▸ **STATED TASK**
Put the records in the part that opens with the line containing "the palm trunk." and closes with the line containing "x=301 y=284" into a two-column CSV with the headers input and output, one row per record. Place the text in input and the answer in output, each as one quoted field with line breaks replaced by spaces.

▸ **DATA FOR PROCESSING**
┏━━

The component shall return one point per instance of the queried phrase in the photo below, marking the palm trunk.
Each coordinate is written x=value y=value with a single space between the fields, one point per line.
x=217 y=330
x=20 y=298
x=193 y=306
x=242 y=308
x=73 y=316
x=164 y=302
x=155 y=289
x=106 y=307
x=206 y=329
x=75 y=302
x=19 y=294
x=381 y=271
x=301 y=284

┗━━
┏━━

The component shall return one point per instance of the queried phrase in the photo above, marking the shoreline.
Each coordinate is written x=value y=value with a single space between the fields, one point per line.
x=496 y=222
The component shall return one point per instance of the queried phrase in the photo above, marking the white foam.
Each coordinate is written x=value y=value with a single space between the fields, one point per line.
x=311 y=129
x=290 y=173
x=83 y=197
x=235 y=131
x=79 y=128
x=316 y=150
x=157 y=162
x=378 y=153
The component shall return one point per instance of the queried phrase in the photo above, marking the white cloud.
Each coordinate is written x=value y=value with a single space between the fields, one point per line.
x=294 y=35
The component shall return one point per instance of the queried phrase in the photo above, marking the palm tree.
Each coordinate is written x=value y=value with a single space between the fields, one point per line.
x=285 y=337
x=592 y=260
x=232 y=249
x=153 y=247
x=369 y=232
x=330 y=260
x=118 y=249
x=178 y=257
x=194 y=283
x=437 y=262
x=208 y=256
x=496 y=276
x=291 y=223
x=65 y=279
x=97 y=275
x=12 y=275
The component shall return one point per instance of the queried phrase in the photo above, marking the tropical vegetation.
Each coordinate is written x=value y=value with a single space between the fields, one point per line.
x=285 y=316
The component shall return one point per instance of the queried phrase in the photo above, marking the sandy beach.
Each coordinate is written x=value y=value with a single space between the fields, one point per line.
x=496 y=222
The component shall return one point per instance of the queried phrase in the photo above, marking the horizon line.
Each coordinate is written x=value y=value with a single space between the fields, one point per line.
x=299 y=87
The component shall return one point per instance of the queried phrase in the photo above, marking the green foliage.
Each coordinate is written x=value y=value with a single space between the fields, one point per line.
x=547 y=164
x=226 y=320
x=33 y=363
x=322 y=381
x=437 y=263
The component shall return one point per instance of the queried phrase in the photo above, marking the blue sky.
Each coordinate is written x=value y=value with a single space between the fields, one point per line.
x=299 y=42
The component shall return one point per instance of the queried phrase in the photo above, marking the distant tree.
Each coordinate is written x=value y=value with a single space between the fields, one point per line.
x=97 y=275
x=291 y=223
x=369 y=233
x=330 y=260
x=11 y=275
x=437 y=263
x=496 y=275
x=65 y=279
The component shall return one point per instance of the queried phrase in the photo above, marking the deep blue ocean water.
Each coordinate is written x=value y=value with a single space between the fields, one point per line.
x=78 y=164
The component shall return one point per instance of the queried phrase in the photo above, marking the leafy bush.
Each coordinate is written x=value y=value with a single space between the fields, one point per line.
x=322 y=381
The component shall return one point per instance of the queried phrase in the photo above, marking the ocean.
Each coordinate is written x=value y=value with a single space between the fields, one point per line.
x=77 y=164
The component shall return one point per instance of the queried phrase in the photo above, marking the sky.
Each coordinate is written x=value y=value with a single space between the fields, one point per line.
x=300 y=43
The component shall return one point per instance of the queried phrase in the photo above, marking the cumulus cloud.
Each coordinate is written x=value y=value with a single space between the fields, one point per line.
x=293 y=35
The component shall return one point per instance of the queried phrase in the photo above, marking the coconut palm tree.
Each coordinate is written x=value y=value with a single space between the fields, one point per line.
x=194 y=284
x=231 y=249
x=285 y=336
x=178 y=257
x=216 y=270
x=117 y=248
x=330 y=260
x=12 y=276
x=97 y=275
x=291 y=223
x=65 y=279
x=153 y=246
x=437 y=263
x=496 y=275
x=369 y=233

┗━━

▸ **REPLY**
input,output
"The component shall return one point per instance of the queried phrase in the photo below, marking the palm trunk. Each coordinate is written x=value y=value with a single space between the fields, one point per line.","x=217 y=330 x=20 y=298 x=193 y=306 x=242 y=308 x=73 y=316 x=164 y=302 x=155 y=289 x=106 y=307 x=206 y=329 x=75 y=302 x=19 y=294 x=381 y=271 x=301 y=284"